====== Passage given
At the time, many people —especially the all-seeing pundits of doom out there— seemed to believe that the company was finished. But the marketing lens said otherwise.
The marketing lens told me that GM has always been a company built around brands. People buy brands, not companies. GM, despite its myriad problems, is a company with terrific brands that people continue to want.
Basically, my argument (you can read it here you can read it here) was that as long as GM continued to focus on its brands, a trend that had been taking hold months before the government bailout, it would reemerge from its crisis stronger than ever.
Well, GM has just made its first profit since 2007: $865 million in its first quarter, as its revenue increased by 40%. Not bad for a company that was considered to be at death’s door just a few months ago.
Now, to be fair to the naysayers, my full prediction was not just about GM making a profit (which it now has) but ultimately turning a profit for taxpayers. After all, the Treasury still owns 61% of the company.
Many people are still skeptical, but I believe they are missing the key element here. The problem with GM was never a marketing problem; it was a managerial and financial problem. The company was encumbered by unwieldy pension obligations, et cetera. Most of that’s all cleared up now, leaving the individual brands, which have been getting better and better over the past decade, free to succeed.
============
Given instruction — Rewrite the passage on GM from "Basically, my argument" to "of the company.", replacing "bailout" with "rescue".
====== Record excerpts
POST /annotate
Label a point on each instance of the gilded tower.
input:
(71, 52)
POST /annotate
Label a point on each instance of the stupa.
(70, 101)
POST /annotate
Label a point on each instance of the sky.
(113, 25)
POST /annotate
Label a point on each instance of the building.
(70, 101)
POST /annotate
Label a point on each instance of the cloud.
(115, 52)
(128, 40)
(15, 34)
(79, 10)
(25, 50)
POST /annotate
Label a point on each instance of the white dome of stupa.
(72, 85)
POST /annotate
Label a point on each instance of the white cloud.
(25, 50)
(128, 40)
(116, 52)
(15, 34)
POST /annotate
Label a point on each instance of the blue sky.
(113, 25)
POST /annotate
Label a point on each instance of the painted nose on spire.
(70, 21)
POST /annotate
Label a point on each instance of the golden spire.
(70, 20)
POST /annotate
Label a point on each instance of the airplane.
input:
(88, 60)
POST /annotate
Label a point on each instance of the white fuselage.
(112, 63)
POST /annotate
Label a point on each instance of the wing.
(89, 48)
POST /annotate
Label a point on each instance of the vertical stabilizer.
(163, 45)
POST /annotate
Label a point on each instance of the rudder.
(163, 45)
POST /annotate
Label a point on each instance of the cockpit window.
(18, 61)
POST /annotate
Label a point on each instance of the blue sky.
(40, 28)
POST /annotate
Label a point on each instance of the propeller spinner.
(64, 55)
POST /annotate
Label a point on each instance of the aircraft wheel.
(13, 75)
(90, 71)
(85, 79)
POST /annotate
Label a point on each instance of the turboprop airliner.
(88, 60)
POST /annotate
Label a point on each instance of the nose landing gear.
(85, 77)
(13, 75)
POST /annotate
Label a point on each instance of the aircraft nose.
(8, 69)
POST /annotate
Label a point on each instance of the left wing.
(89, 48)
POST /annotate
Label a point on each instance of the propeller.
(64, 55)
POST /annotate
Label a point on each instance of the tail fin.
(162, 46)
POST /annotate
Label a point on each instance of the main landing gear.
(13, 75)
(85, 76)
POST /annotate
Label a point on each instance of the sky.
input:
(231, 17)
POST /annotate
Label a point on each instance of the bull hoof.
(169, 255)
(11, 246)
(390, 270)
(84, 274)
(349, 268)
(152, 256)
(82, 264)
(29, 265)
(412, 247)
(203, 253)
============
Solution —
Basically, my argument (you can read it here you can read it here) was that as long as GM continued to focus on its brands, a trend that had been taking hold months before the government rescue, it would reemerge from its crisis stronger than ever.
Well, GM has just made its first profit since 2007: $865 million in its first quarter, as its revenue increased by 40%. Not bad for a company that was considered to be at death’s door just a few months ago.
Now, to be fair to the naysayers, my full prediction was not just about GM making a profit (which it now has) but ultimately turning a profit for taxpayers. After all, the Treasury still owns 61% of the company.